Сплетня и наука. Литературоведение делится на сплетническое и точное. Сплетническое разыскивает прототипы и хищно уточняет, кто кого и с кем. Точное считает икты, изредка обнаруживает архетипы. Сплетническое старается писать красиво, точное старается выражаться научно. Сплетническое подчеркнуто субъективно и нагло, точное по-научному скромно и старательно объективно. Такое деление повторяет (карикатуря) риккертовское деление на науки «объясняющие» и «понимающие». Сплетня – «понимает» (во всяком случае, задача сплетни – в понимании, верном или неверном). Точность – «объясняет» (во всяком случае, задача точности – в скрупулезном объяснении). Точность и «объяснение» – вне эмоций, вне вкусовщины. Зато сплетня и «понимание» распахнуты настежь как вкусовщине («понравилось» – «не понравилось»), так и эмоции («прошибло, знаете ли, слезу, а вот тут, в этом месте романа, понимаете, остался равнодушным»). Мне следовало давно предупредить: вы вступили в область сплетнического литературоведения.

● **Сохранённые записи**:

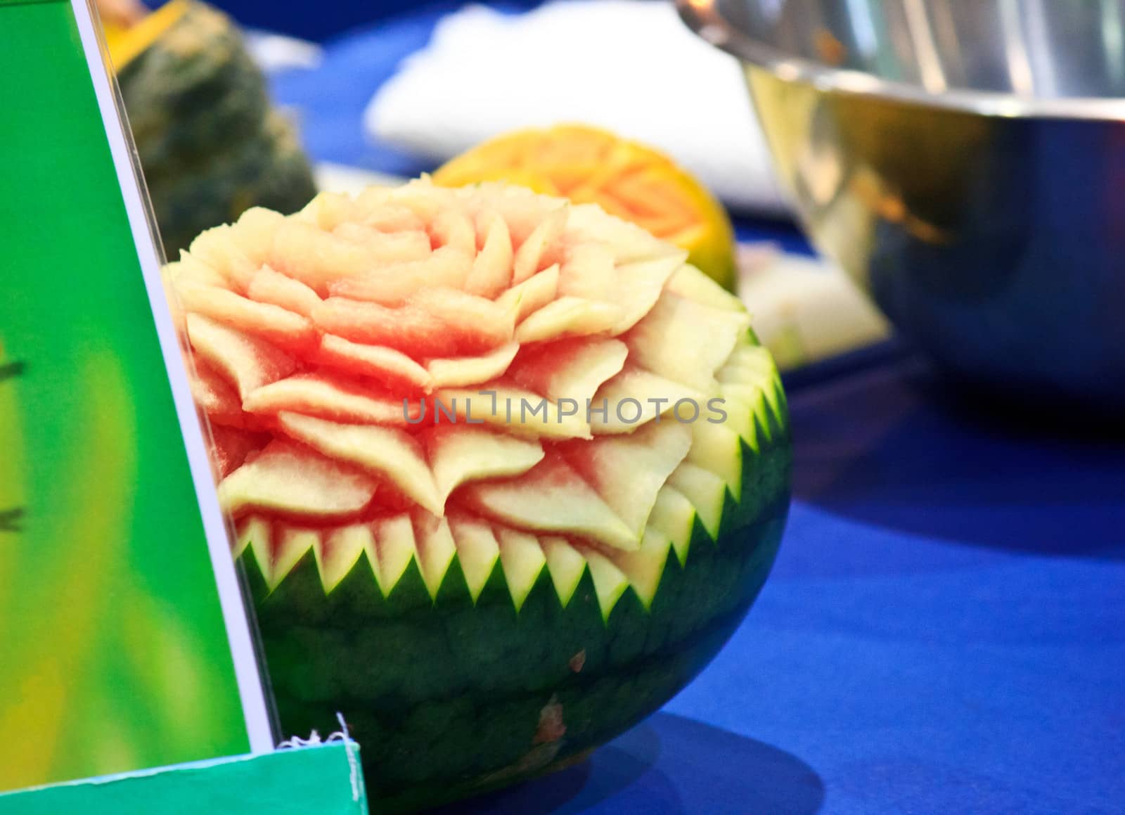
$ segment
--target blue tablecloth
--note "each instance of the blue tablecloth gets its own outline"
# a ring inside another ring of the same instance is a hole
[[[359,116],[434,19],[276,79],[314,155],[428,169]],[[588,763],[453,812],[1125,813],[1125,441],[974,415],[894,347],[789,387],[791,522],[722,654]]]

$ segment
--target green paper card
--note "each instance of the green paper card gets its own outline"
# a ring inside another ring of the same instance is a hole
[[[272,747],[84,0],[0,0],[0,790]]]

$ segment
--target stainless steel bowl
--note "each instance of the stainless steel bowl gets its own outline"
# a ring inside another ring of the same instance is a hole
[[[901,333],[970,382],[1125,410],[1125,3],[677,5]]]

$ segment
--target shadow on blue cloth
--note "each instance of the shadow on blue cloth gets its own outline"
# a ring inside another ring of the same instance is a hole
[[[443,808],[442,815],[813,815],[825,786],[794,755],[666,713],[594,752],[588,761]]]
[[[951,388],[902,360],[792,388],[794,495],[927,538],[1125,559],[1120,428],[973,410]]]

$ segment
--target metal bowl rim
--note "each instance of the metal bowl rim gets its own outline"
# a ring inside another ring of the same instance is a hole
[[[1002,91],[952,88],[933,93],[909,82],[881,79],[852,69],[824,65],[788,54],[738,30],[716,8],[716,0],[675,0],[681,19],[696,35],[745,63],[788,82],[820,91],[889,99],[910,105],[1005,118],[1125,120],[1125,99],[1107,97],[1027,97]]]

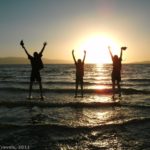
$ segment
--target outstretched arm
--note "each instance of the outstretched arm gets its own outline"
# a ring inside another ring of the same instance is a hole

--

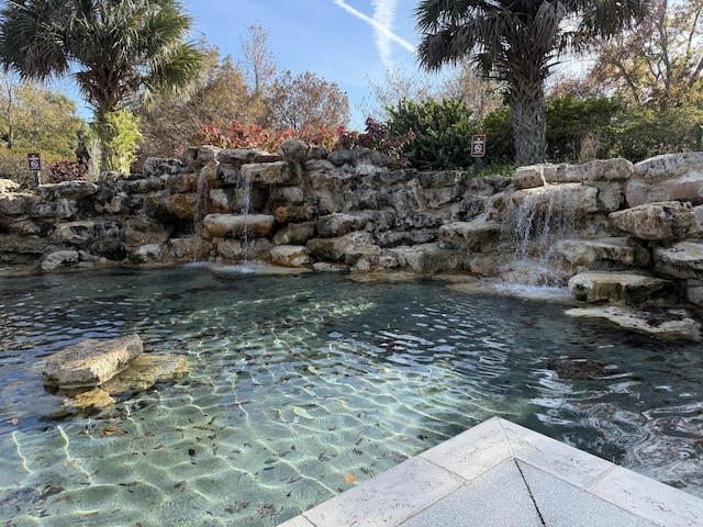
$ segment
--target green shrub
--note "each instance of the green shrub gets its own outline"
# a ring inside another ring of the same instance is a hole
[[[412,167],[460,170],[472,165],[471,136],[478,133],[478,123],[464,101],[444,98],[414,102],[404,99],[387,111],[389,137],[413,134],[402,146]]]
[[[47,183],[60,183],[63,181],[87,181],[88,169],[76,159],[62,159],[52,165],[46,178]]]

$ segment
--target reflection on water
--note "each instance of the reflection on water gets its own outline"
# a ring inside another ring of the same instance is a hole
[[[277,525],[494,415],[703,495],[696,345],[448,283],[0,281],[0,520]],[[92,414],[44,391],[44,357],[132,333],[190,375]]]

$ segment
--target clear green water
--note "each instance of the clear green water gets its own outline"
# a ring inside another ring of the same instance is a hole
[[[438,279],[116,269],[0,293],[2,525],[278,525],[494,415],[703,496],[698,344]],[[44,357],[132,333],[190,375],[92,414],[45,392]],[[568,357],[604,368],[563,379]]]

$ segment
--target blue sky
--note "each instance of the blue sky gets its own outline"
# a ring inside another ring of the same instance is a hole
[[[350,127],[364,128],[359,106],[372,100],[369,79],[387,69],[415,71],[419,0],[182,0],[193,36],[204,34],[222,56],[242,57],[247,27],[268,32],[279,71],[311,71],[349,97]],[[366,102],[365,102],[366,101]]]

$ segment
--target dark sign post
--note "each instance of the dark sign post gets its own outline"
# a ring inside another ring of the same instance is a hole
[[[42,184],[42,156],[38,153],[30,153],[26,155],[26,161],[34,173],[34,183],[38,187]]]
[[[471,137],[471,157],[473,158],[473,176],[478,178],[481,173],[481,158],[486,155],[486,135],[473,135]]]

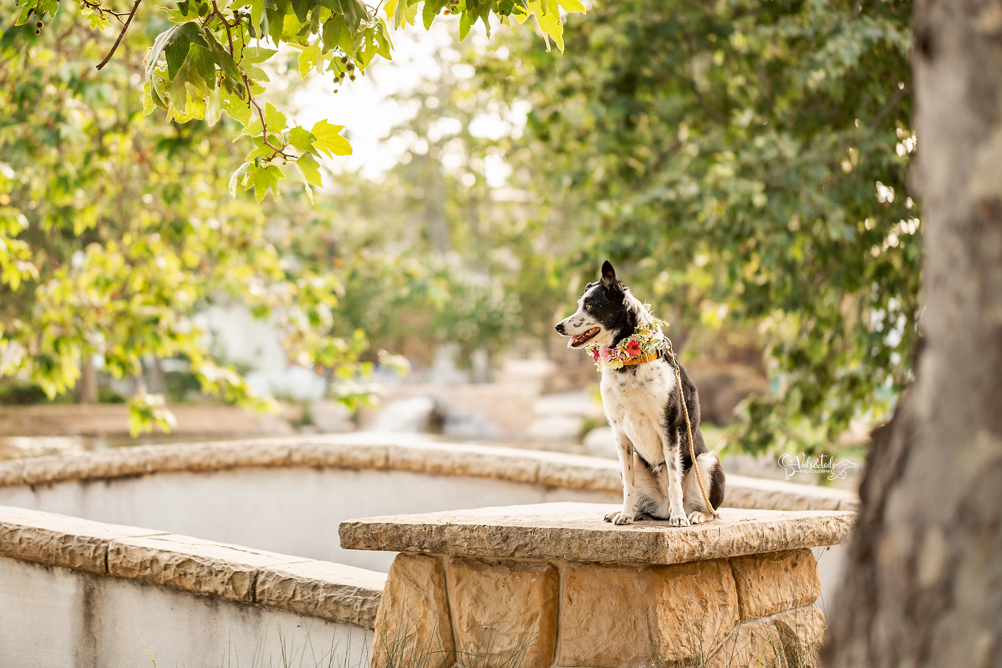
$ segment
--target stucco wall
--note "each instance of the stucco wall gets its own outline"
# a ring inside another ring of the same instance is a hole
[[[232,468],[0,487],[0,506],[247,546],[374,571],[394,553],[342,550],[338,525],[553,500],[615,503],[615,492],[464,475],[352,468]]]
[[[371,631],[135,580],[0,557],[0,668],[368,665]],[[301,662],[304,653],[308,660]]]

==

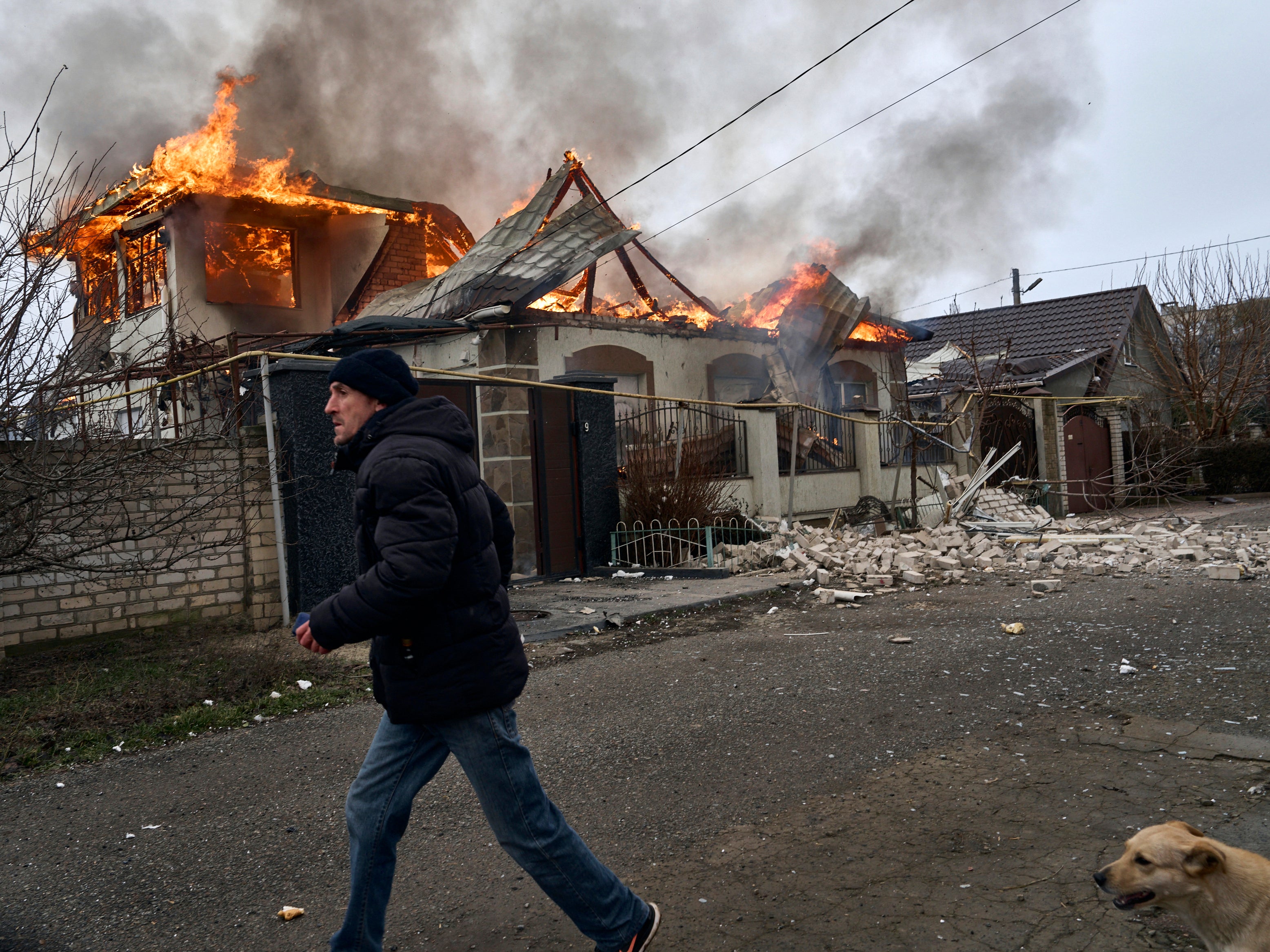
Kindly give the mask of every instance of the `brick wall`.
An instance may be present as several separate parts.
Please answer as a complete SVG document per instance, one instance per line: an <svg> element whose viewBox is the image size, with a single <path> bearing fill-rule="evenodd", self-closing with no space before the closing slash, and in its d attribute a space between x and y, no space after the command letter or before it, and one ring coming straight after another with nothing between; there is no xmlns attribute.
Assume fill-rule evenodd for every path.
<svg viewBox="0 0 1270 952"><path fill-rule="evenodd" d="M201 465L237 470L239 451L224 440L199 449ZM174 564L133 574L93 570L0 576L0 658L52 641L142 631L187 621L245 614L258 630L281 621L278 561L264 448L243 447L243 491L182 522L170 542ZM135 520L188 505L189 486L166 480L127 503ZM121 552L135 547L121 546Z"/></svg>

● **ЗАДАНИЯ**:
**A)** На какие два вида, по словам исходного текста, делится литературоведение?
**B)** Выпишите все действия, которые исходный текст приписывает точному литературоведению в предложениях со словом «точное».

● **ОТВЕТЫ К ЗАДАНИЯМ**:
**A)** На сплетническое и точное.

**B)** Считает икты; изредка обнаруживает архетипы; старается выражаться научно.